-- TASK REQUIREMENTS --
Every line from the one that contains "eyebrow in this photo." to the end of the records must be restated word for word. No other line belongs in the answer.

Natural-language object grounding data:
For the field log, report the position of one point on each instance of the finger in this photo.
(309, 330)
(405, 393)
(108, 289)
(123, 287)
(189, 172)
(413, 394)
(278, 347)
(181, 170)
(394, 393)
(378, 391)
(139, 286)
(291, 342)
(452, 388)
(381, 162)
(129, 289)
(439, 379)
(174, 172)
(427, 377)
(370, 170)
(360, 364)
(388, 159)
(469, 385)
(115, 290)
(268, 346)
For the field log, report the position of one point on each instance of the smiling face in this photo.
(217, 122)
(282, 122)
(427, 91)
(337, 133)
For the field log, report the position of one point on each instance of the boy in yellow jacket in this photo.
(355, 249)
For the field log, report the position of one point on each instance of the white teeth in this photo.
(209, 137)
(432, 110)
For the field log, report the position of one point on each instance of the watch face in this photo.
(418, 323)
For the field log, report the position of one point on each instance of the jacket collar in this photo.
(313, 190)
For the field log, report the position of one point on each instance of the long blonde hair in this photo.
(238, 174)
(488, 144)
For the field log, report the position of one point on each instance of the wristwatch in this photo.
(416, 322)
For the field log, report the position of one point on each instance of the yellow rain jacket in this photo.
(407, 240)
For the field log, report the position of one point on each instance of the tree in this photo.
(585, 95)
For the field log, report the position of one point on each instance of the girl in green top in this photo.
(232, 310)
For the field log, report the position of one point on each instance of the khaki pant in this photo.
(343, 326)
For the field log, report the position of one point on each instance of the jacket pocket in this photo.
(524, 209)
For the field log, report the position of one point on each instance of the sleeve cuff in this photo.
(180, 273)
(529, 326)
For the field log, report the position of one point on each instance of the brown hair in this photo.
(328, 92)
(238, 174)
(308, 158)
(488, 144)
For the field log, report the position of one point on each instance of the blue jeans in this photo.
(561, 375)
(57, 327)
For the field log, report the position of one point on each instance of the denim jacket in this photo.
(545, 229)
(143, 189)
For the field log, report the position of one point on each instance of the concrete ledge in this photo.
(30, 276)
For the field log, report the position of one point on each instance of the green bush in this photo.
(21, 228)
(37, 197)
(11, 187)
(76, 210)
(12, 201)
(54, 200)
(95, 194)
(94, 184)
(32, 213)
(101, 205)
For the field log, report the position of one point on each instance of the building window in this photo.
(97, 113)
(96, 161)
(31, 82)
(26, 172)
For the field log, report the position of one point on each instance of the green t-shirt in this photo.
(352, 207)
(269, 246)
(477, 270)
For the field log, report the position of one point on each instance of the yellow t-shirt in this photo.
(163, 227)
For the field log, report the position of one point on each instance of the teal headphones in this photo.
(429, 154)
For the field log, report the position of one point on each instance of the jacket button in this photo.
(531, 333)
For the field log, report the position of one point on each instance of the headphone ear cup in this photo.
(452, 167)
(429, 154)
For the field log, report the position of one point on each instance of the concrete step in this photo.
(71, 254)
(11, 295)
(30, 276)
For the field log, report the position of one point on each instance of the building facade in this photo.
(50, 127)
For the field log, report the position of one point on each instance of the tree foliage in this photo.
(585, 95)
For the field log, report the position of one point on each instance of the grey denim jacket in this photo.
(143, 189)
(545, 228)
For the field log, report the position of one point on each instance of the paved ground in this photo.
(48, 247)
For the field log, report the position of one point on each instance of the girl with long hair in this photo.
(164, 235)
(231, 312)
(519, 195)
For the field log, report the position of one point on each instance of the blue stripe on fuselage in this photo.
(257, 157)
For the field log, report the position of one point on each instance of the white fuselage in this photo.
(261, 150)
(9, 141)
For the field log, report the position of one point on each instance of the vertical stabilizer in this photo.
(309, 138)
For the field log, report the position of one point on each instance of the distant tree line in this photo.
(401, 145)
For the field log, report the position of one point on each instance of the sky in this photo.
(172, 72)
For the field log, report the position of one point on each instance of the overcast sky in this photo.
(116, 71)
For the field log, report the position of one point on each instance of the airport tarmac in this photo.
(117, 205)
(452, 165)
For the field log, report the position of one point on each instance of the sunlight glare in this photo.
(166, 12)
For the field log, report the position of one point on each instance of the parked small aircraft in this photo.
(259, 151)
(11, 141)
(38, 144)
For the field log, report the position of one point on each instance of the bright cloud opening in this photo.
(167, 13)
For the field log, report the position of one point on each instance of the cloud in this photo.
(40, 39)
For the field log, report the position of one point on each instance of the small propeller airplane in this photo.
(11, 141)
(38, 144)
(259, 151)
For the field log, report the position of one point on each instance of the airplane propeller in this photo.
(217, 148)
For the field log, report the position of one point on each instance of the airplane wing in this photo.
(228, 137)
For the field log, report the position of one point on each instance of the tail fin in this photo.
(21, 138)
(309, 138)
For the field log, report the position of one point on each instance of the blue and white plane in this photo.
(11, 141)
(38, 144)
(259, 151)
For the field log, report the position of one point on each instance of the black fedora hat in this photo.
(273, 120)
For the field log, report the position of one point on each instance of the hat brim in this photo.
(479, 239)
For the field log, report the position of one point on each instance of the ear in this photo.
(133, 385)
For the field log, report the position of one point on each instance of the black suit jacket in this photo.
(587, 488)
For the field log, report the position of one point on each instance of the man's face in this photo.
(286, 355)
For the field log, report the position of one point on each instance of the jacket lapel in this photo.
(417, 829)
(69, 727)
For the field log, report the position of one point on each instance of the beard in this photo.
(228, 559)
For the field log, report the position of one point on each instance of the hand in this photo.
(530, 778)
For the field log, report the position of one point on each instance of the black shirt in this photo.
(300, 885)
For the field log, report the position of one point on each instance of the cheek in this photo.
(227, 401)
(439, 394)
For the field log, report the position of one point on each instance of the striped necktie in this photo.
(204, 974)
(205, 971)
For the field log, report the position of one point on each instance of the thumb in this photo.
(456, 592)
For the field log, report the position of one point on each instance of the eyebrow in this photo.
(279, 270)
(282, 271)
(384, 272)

-- YOUR RESPONSE --
For the field log, report the position of one point on each instance of the eyebrow in this photo.
(279, 270)
(282, 271)
(384, 272)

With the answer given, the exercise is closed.